Task prompt: Below are several entries. Transcribe exactly those lines that fall from the one with "Phrase: name tag on uniform" through the one with "Phrase: black police uniform", end lines included.

Records provided:
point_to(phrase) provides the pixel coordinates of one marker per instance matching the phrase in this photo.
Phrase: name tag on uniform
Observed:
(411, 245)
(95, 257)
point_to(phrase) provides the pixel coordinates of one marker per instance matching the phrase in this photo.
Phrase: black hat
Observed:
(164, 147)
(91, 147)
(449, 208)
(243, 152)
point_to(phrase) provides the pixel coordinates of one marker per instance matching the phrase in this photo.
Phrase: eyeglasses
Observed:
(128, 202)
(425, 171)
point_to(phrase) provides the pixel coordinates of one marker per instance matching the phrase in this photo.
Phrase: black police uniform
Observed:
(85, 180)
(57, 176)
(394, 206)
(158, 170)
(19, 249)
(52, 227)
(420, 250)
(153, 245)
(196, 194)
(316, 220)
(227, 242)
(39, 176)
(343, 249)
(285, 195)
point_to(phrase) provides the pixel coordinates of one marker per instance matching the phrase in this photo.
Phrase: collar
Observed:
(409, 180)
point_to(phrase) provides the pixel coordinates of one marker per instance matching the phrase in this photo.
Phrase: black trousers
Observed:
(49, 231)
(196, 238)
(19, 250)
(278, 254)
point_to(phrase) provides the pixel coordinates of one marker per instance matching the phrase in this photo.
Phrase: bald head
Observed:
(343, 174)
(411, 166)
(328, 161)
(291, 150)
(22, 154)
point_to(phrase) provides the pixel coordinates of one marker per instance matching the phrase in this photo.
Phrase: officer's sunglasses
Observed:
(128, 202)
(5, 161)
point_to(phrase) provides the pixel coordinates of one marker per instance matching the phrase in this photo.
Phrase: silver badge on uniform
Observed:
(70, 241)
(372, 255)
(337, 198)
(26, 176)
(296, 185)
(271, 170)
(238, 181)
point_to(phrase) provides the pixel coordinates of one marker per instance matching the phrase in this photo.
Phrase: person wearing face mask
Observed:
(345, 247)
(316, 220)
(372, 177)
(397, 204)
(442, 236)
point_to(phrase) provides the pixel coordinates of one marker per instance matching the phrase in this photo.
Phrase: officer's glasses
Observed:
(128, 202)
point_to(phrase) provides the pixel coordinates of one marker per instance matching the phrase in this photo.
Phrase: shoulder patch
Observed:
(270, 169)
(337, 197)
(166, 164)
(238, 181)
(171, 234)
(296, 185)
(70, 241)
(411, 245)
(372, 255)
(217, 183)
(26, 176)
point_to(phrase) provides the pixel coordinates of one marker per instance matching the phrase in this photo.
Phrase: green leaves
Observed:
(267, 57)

Output of the task:
Phrase: name tag on uniform
Observed:
(411, 245)
(95, 257)
point_to(phrase) provides the pixel coordinates of one marker per instance matching the phrase in this photo.
Phrase: black hat
Observed:
(164, 147)
(91, 147)
(449, 208)
(243, 152)
point_to(phrase) provides the pixel coordinates of one marker per instance matching the phrase in this photo.
Phrase: eyeglasses
Observed:
(128, 202)
(425, 171)
point_to(phrase) provides the pixel coordinates of one marker per instance matching the phrase in this photo.
Phrase: black police uniform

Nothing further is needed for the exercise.